### [TEXT BLOCK]
────

Furthermore, the material chambers are integrated into the fluid
conducting system (16) of the microfluidic bioreactor. Each of the
cell chambers (211, 311, 411) also has a supply line (212, 312,
412) and a discharge line (213, 313, 413).
[0057] FIG. 3 shows the basic principle of the synthesis of a cell
metabolite using the microfluidic bioreactor according to the
invention. The liquid solution of the fluidic circuit of the fluid
conducting system (16) flows from the storage vessel (11) through
the material chamber (221) of the first module (2). The liquid
solution from the storage vessel comprises at least one additive,
namely the reactant A. As the solution flows through the module
(2), the reactant A is conveyed from the material chamber (221)
into the cell chamber (211), where it comes into contact with the
cells (13). The cells (13) react A to form B and release B into the
fluidic circuit of the fluid conducting system (16). The liquid
solution flowing from the module (2) contains both excess reactant
A and the newly produced product B. As the solution flows through
the next module (3), the product B (now reactant B) is conveyed
from the material chamber (321) into the cell chamber (311), where
it comes into contact with the cells (14). The cells (14) react B
to form C and release C into the fluidic circuit of the fluid
conducting system (16). The liquid solution flowing from the module
(3) contains both excess reactants A and B and the newly produced
product C. As the solution flows through the next module (4), the
product C (now reactant C) is conveyed from the material chamber
(421) into the cell chamber (411), where it comes into contact with
the cells (15). The cells (15) react C to form D and release D into
the fluidic circuit of the fluid conducting system (16). The liquid
solution flowing from the module (4) contains both excess reactants
A, B and C and the newly produced product D. Depending on the
number of modules, the whole process is repeated until the product
Y, namely the reactant for the synthesis of the desired cell
metabolite, has been produced and released into the liquid
solution. As the solution flows through the last module (X), the
product Y (now reactant Y) is conveyed from the material chamber
into the cell chamber, where it comes into contact with the cells.

────

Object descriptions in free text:
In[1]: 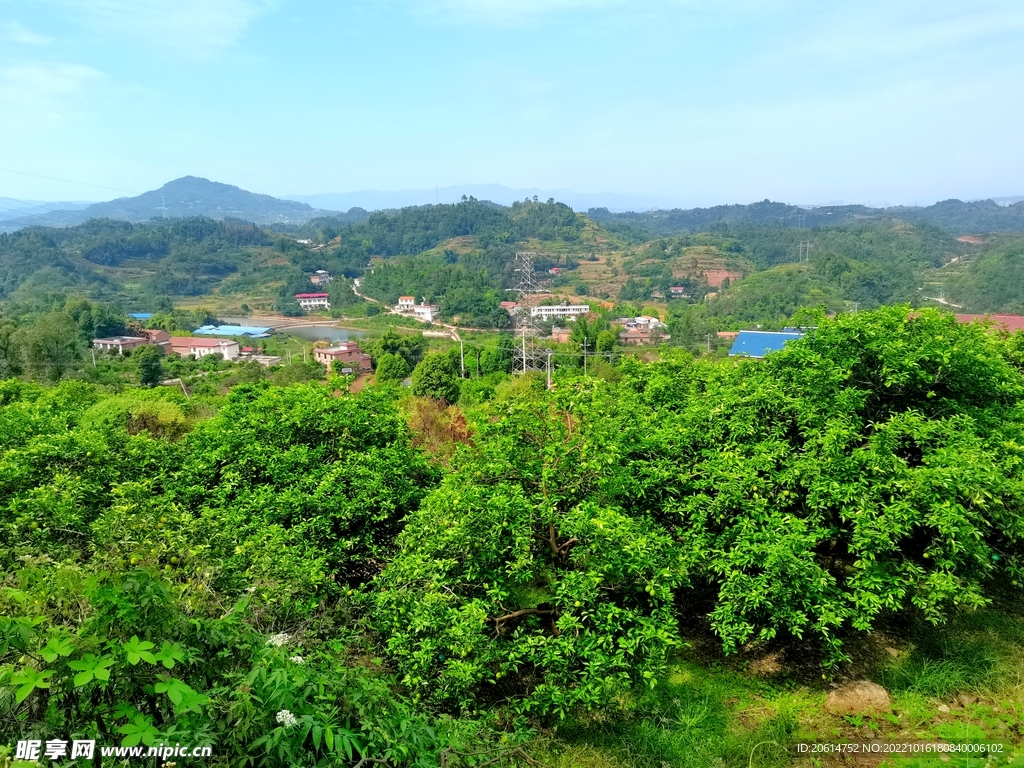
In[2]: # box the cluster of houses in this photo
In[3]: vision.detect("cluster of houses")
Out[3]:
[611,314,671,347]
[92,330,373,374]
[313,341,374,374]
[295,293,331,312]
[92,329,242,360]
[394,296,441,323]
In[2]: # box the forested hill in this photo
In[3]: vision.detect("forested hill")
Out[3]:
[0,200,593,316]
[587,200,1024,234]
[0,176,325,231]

────

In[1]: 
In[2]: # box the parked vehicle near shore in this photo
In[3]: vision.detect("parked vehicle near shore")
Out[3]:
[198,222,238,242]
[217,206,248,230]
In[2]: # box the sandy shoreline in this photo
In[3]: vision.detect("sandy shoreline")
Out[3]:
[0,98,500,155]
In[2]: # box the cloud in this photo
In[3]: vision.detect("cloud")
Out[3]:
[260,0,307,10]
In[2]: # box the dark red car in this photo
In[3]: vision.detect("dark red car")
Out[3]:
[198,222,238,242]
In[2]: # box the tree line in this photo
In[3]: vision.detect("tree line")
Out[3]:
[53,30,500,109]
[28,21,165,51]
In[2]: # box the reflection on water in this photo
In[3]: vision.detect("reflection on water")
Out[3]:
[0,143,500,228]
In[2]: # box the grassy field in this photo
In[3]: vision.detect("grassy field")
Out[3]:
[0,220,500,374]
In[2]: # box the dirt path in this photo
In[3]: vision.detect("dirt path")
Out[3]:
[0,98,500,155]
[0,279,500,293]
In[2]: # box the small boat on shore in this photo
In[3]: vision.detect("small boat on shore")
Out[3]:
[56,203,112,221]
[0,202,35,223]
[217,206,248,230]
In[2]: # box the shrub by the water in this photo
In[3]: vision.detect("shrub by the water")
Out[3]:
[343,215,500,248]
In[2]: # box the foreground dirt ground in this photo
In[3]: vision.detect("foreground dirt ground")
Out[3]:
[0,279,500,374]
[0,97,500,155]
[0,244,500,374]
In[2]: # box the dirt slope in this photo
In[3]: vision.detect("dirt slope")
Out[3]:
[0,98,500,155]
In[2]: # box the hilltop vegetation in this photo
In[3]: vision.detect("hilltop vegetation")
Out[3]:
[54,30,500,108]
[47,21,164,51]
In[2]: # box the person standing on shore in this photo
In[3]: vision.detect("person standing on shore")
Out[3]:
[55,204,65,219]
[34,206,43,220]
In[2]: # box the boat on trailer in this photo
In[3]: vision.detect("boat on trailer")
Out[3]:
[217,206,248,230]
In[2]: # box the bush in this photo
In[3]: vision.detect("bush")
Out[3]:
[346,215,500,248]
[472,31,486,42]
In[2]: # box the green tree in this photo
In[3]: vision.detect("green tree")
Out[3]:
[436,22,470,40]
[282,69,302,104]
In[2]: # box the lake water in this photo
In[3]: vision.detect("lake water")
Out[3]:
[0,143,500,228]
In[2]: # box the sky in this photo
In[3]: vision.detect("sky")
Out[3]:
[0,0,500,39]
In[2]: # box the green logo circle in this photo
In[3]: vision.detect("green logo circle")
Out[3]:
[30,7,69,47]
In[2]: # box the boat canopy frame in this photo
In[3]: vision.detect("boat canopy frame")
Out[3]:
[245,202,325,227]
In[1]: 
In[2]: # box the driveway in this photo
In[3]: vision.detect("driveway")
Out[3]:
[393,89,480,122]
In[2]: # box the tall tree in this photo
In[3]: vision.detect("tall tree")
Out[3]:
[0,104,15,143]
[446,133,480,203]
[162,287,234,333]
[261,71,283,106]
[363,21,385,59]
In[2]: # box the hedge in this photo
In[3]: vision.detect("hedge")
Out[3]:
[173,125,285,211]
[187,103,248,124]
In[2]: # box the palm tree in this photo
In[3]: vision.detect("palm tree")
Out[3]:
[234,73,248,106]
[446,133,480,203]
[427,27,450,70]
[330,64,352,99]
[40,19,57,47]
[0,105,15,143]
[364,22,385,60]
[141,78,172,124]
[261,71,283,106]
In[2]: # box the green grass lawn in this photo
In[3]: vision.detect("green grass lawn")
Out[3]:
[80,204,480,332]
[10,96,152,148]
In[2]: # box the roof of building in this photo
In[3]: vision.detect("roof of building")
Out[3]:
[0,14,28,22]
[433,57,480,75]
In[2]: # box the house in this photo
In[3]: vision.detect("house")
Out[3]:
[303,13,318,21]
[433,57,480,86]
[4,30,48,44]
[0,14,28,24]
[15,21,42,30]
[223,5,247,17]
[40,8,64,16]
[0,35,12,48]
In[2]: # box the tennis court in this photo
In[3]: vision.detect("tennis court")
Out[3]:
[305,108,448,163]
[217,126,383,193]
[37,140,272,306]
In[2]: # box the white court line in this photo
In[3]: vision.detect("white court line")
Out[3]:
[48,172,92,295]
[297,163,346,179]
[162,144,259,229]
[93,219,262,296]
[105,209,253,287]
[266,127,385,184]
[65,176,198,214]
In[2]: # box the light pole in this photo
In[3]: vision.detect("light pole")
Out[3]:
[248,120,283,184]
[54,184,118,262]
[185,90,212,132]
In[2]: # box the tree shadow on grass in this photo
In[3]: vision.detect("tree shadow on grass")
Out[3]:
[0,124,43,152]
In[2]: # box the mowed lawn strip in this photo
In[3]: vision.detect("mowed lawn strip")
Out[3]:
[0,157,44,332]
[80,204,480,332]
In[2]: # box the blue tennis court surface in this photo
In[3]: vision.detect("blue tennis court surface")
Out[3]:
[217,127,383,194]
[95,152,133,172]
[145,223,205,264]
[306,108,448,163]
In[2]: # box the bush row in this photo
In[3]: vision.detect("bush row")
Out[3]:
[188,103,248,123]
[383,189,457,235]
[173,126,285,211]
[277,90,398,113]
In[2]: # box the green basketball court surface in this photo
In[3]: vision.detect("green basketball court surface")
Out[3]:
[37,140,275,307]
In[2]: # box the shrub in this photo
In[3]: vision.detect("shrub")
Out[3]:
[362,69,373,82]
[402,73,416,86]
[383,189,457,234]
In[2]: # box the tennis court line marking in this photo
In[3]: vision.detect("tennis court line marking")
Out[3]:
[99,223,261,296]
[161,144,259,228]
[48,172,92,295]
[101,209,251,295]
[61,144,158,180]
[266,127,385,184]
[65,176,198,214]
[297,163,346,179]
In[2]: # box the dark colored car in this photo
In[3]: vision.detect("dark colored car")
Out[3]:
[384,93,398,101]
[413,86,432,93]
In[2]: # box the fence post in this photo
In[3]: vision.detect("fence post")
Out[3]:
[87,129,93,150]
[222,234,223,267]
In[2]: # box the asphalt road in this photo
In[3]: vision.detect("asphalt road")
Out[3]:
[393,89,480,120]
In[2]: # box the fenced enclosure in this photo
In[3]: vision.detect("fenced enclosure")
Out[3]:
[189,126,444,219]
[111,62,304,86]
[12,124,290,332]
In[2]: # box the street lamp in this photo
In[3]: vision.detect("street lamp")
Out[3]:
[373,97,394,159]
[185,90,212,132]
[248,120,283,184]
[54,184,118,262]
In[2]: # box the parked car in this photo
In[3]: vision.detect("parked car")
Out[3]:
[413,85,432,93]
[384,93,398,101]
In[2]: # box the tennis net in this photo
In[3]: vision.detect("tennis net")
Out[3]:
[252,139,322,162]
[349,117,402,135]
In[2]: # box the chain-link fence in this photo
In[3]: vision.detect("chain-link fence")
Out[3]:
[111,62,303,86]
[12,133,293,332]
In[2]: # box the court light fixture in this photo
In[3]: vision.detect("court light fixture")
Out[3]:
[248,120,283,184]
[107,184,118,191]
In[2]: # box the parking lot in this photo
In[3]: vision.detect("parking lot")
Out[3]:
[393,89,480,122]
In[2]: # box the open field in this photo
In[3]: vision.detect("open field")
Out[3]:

────

### [WORK ORDER]
Can you reproduce the bioreactor passage between "Furthermore, the material" and "from the material chamber (221)", inclusive? Rely on the bioreactor passage alone.

### [ANSWER BOX]
Furthermore, the material chambers are integrated into the fluid
conducting system (16) of the microfluidic bioreactor. Each of the
cell chambers (211, 311, 411) also has a supply line (212, 312,
412) and a discharge line (213, 313, 413).
[0057] FIG. 3 shows the basic principle of the synthesis of a cell
metabolite using the microfluidic bioreactor according to the
invention. The liquid solution of the fluidic circuit of the fluid
conducting system (16) flows from the storage vessel (11) through
the material chamber (221) of the first module (2). The liquid
solution from the storage vessel comprises at least one additive,
namely the reactant A. As the solution flows through the module
(2), the reactant A is conveyed from the material chamber (221)